● **Written exercise 1**:
In the book review below, whom does Oshman specifically write for?

● **Passage given**:
▼

First sentence from chapter one: We live in a unique moment that was delivered to us by a specific timeline in history.

What you see is what you get. Will you like what you see and what you get? Maybe. Maybe not. Oshman seeks to call out, to confront, five false views, five HUGE deceptions facing our culture today. She writes specifically for women and girls. (I don't personally know why she limits herself to reaching out to one gender. I think ALL five issues/deceptions/worldviews effect everyone.)

So Oshman writes of culture, society, worldviews, etc. This is balanced out by the Word of God. She sees the world through the lens of Scripture and she encourages readers to do the same. She counters lies with the truth. This is the best way, perhaps the only way. She assumes (rightly) that the Bible is the Word of God. That it is all the things--authoritative, infallible, inerrant, inspired. We are all immersed--to one degree or another--in our culture. There's no escaping the messages that are being thrown at us 24/7. But we can counter those messages and hold them up to scrutiny, to see them in light of the one thing we know to be true--the Word of God.

▲

● **Written exercise 2**:
Return every line of the records below that contains the word "water".

● **Material for this exercise**:

▼

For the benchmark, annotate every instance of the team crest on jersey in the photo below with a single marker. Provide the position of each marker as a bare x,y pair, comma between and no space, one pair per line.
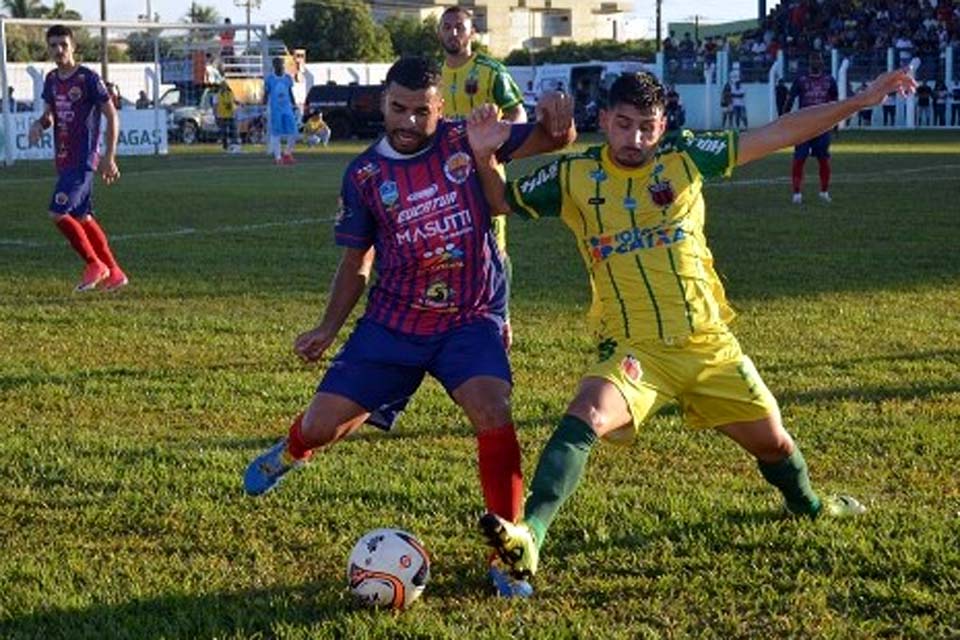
389,193
631,367
342,213
662,193
367,171
457,168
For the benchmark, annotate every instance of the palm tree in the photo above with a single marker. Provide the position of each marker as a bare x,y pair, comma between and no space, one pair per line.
60,11
24,8
201,14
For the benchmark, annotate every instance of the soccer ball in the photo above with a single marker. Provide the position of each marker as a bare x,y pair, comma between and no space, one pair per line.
388,568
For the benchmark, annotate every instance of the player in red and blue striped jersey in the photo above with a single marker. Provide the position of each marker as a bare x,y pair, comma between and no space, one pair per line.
75,98
810,90
413,210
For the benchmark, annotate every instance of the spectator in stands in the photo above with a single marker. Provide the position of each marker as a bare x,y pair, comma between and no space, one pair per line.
726,105
924,104
940,95
782,95
739,96
675,113
864,116
889,106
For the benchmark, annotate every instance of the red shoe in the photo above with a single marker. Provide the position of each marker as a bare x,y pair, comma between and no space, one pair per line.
93,275
116,280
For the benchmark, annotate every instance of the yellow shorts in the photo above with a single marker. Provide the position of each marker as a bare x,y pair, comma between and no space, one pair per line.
499,224
713,380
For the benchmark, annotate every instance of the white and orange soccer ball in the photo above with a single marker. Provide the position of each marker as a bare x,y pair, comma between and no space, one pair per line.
388,568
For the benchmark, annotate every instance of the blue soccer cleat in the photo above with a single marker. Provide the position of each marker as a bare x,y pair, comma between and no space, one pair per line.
268,469
508,587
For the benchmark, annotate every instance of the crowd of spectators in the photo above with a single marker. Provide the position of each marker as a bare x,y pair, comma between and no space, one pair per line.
862,30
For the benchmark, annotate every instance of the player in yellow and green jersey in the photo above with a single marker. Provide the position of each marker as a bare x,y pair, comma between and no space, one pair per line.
635,206
469,80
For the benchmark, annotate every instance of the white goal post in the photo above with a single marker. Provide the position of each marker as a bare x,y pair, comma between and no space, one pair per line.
143,131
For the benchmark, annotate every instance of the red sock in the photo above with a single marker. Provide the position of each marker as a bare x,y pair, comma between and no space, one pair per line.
295,444
824,173
98,240
77,237
797,174
498,454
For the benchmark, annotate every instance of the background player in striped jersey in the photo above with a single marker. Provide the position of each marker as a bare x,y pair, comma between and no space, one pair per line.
816,87
413,209
74,98
469,80
636,207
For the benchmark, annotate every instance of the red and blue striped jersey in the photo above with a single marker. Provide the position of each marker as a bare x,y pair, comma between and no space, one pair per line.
75,101
437,262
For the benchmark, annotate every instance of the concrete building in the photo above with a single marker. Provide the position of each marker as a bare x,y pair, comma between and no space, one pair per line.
505,25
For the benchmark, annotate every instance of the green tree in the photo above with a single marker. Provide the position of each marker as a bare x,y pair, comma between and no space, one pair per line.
338,31
24,8
412,37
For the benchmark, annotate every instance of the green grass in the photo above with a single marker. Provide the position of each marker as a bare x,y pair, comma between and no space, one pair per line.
126,421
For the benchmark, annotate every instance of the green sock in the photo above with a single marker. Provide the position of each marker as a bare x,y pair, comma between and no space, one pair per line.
791,478
559,471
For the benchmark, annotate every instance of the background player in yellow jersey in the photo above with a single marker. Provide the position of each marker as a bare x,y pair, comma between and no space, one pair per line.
635,205
470,79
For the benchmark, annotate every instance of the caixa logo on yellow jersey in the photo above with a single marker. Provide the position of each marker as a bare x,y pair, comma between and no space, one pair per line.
630,240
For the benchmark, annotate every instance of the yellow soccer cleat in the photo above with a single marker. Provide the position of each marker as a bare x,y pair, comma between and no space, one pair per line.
514,543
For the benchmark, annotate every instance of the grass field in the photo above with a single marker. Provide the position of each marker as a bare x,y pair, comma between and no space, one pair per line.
126,421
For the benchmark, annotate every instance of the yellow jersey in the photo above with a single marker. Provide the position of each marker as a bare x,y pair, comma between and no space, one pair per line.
640,233
481,80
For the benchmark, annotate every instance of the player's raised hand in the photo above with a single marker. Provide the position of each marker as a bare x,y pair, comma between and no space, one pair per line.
108,170
896,81
310,345
555,113
486,132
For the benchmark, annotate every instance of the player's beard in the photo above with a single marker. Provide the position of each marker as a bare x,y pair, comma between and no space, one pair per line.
453,47
416,140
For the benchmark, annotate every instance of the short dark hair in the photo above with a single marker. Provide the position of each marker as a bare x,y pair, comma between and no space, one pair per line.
414,72
59,30
456,9
641,90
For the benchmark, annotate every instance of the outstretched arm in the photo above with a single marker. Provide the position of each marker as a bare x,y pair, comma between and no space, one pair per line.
487,133
348,285
794,128
555,129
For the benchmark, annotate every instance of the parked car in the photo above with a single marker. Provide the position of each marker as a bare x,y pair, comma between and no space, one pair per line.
348,109
191,117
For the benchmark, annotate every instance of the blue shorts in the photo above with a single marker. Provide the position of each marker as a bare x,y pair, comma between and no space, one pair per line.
818,147
73,193
380,369
283,124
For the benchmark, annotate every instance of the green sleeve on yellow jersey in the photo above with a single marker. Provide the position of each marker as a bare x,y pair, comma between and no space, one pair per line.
537,194
713,152
506,93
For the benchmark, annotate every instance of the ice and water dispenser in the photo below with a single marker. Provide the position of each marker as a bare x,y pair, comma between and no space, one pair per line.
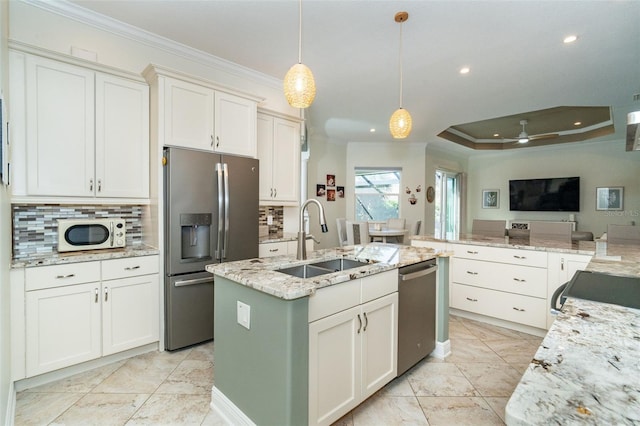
196,236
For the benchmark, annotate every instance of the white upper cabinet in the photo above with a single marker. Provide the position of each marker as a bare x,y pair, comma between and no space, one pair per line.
188,115
122,137
195,114
86,132
60,128
279,154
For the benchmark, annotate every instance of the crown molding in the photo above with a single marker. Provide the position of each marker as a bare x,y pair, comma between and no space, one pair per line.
105,23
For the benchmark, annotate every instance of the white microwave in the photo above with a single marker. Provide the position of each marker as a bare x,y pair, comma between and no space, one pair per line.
91,234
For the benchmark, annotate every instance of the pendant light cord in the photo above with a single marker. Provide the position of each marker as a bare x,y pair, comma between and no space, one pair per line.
300,32
400,64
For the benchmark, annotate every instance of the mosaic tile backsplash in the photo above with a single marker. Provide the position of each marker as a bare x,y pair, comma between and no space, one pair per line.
278,219
35,227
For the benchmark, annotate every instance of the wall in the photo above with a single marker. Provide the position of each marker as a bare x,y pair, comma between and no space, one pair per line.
599,164
6,392
327,158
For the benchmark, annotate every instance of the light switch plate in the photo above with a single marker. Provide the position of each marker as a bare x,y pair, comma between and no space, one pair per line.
244,315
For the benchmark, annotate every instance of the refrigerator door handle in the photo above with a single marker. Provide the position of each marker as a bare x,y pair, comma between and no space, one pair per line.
219,253
225,247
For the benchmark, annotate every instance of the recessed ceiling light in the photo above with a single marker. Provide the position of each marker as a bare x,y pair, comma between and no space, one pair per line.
570,39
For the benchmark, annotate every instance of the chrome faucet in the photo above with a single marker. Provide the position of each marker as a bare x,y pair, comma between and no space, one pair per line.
302,236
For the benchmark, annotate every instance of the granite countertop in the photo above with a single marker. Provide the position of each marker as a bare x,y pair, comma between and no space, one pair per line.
56,258
261,273
586,370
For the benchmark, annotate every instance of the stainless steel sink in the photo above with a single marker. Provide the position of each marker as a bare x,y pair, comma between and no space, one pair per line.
321,268
336,265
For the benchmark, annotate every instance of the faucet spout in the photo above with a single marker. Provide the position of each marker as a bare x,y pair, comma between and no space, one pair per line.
302,236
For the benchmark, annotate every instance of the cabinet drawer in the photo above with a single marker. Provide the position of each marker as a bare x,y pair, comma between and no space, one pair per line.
61,275
330,300
379,285
272,249
501,255
506,306
129,267
526,280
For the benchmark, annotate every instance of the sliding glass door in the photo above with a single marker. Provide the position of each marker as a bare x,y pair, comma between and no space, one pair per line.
447,204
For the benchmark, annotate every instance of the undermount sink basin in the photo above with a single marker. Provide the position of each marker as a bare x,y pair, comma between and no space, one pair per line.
321,268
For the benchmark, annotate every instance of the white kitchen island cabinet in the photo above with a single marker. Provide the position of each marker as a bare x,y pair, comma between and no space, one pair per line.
279,155
195,113
74,313
95,147
352,352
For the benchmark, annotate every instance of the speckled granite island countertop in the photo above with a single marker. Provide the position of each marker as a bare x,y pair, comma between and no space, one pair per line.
261,274
586,371
56,258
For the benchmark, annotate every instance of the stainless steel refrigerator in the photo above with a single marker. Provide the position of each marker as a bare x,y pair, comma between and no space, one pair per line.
211,216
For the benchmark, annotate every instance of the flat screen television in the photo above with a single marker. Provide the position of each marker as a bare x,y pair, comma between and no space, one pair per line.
545,195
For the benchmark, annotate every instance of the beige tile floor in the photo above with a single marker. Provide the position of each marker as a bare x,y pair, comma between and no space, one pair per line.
470,387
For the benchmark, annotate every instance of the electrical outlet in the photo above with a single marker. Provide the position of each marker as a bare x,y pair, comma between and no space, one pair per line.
244,315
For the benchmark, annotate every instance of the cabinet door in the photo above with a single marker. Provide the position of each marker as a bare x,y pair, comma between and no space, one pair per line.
265,155
122,137
130,313
188,115
235,125
379,343
63,327
334,366
286,160
60,128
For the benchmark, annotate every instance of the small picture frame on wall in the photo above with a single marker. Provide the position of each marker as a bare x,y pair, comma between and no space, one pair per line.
610,198
490,198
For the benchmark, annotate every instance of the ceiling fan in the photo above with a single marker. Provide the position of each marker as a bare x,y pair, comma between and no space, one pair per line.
524,137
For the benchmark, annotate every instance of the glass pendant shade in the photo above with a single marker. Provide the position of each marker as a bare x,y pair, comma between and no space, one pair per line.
400,123
299,86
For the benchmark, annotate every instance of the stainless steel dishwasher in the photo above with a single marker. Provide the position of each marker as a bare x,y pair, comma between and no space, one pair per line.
416,313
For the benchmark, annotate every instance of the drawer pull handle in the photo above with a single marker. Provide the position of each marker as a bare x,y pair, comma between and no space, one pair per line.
60,277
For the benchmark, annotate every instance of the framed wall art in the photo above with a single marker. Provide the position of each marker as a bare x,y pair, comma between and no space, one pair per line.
490,198
609,198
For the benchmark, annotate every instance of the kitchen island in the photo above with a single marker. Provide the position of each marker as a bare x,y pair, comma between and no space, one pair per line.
586,370
262,322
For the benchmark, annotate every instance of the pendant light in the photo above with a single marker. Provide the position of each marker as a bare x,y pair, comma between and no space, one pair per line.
400,122
299,87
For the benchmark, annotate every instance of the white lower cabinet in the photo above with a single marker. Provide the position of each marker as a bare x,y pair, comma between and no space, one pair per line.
353,352
69,322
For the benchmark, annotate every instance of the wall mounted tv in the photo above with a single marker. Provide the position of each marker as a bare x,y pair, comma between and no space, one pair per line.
545,195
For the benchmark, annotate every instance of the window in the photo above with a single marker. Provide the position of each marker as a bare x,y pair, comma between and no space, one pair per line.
377,194
447,205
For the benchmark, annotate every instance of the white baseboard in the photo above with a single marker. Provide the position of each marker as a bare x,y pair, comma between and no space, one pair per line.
228,410
442,350
9,416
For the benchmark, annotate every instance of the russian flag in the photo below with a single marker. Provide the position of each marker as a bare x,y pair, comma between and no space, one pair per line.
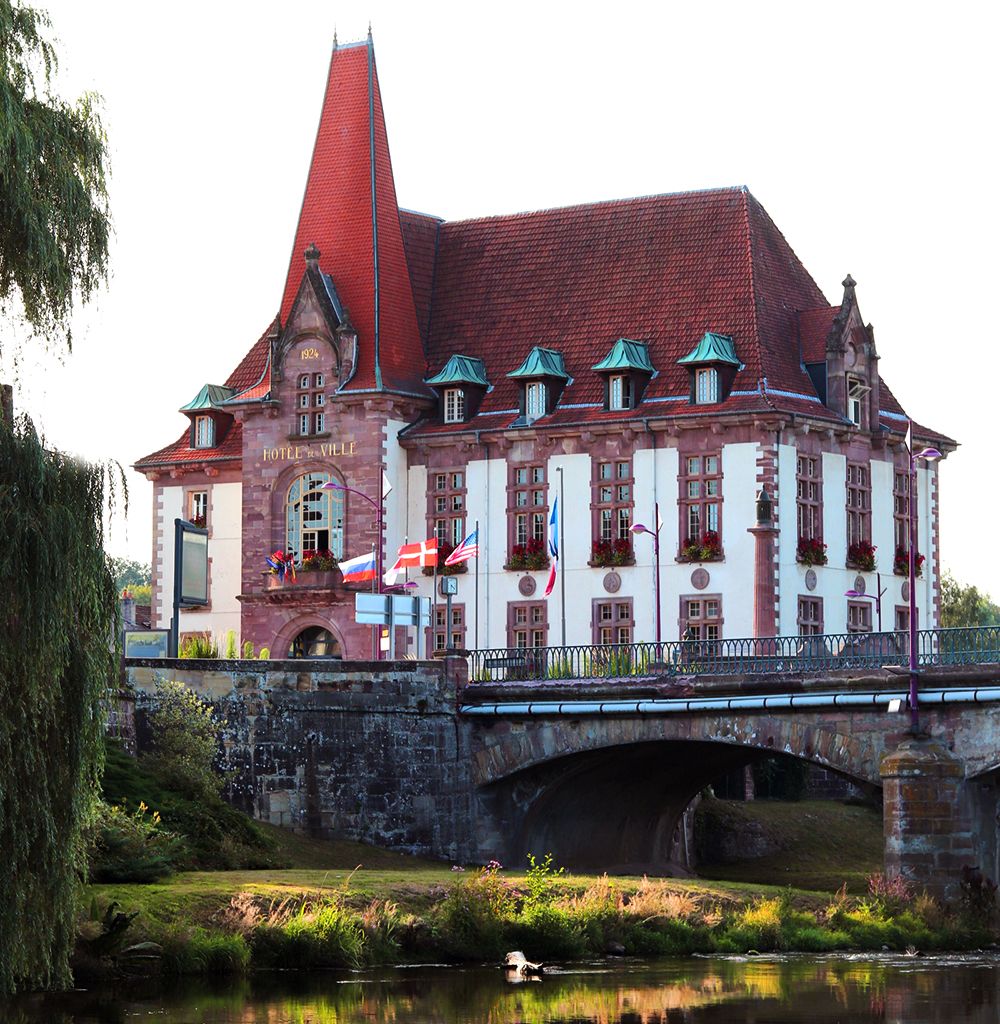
358,569
553,547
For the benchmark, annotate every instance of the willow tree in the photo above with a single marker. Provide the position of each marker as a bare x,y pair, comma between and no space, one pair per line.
54,224
57,601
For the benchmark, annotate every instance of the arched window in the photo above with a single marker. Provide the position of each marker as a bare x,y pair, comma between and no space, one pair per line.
314,641
314,516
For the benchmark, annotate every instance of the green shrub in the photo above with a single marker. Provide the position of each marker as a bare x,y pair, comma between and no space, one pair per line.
184,740
131,847
196,950
548,932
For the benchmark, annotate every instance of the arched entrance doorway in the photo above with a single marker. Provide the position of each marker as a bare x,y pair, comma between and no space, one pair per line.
314,641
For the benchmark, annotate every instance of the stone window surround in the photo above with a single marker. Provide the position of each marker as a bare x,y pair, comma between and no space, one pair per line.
439,631
513,509
449,492
684,621
812,622
615,505
529,626
684,501
809,507
614,623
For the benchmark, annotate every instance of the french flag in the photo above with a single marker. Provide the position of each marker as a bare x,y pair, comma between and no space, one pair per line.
553,546
358,569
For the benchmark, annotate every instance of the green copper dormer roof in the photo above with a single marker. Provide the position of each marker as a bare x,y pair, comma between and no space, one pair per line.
626,354
211,396
541,363
461,370
712,348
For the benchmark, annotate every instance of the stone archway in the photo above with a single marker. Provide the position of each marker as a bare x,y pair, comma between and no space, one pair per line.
297,627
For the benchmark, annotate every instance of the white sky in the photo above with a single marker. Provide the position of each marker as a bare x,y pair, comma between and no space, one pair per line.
867,130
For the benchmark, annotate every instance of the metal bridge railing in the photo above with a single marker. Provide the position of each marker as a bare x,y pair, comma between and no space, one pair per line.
766,655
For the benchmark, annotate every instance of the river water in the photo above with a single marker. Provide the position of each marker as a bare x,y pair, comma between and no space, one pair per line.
842,989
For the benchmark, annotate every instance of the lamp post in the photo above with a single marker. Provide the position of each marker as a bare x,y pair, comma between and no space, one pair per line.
927,455
876,597
655,531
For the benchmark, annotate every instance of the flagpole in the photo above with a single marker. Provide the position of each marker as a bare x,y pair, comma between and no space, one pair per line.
562,549
477,585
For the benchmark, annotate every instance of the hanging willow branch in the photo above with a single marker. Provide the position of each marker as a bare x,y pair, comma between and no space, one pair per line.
58,629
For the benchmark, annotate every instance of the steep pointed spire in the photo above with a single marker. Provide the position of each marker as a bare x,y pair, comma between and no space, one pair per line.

▲

● **Exercise response 1**:
Women and girls.

● **Exercise response 2**:
For the benchmark, annotate every instance of the ice and water dispenser in the photo below with a single marker. Provide the position of each marker as a bare x,y pair, comma between and no space, one pair per line.
For the benchmark, annotate every instance of the river water in the photo above with a single marker. Provide the position of each marker as a bare x,y pair, comma between and no space, one pair per line.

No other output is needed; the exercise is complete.